Given exercise: How many lines in the material below contain the string "every", with case counting? Reply with the number only.

__________________________________________________

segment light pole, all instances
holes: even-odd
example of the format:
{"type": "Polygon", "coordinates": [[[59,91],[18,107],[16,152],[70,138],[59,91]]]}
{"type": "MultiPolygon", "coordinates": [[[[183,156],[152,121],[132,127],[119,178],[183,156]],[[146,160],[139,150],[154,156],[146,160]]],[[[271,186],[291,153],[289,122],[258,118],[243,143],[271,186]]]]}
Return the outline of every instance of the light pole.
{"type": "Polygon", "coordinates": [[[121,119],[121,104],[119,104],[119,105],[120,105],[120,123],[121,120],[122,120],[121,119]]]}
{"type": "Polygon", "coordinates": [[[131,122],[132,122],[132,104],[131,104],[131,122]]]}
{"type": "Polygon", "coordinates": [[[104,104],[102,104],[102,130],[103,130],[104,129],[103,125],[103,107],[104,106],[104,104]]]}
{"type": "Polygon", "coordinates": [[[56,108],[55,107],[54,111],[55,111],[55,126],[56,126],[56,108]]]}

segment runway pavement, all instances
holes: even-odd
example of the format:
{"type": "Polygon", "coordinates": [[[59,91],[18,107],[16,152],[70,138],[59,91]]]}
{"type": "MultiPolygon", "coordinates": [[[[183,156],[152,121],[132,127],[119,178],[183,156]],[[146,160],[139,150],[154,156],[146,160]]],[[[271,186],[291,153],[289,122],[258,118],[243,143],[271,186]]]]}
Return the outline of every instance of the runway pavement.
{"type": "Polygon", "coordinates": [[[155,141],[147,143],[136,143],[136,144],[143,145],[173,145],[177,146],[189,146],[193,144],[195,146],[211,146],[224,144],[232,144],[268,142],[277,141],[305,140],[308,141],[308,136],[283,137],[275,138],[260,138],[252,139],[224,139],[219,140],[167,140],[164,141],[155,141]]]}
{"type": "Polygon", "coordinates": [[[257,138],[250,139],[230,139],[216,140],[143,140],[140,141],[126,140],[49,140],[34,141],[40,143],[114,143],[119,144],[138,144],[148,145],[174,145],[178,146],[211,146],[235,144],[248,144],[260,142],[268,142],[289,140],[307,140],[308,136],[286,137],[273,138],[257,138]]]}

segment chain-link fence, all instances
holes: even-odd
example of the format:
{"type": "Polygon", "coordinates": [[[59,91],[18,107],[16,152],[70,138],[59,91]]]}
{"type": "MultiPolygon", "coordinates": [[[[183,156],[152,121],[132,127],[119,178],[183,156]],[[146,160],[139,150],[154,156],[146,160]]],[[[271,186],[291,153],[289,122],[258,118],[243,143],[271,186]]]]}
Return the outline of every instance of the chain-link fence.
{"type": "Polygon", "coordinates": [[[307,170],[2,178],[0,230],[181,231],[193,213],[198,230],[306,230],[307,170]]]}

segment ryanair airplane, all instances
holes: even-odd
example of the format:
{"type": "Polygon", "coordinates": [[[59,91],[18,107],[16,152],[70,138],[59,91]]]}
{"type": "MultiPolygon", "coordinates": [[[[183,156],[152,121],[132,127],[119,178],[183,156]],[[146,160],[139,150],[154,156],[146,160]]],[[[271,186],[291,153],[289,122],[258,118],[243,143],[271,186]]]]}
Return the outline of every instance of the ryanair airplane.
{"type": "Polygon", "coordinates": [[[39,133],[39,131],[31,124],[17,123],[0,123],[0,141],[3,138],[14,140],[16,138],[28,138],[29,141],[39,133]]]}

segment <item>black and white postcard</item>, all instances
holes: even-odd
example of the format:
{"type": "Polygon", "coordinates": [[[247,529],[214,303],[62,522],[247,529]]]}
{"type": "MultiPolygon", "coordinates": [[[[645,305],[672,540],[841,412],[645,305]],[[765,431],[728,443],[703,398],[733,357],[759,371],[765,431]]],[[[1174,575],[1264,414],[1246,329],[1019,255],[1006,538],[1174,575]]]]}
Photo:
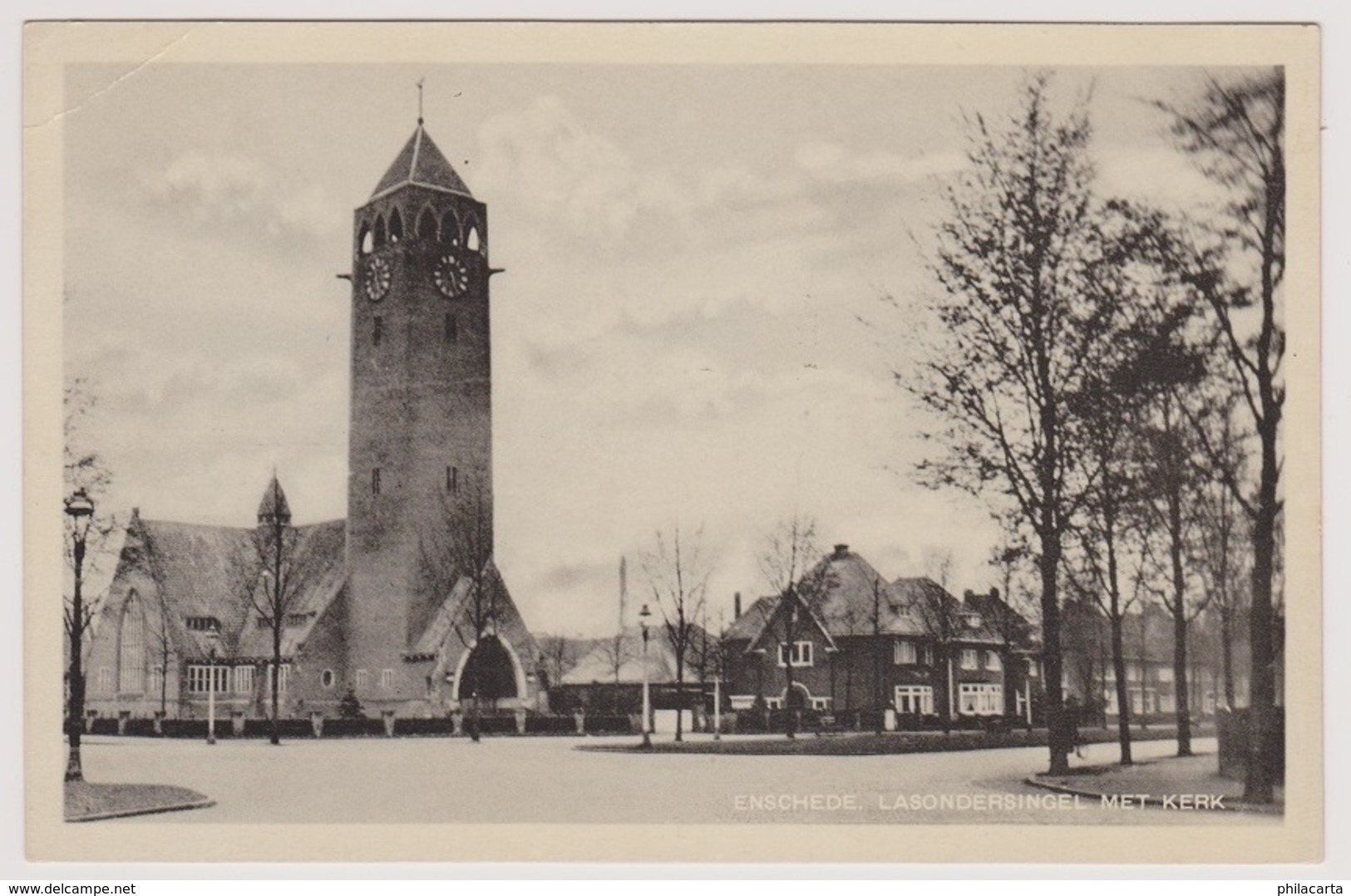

__________________________________________________

Reply: 4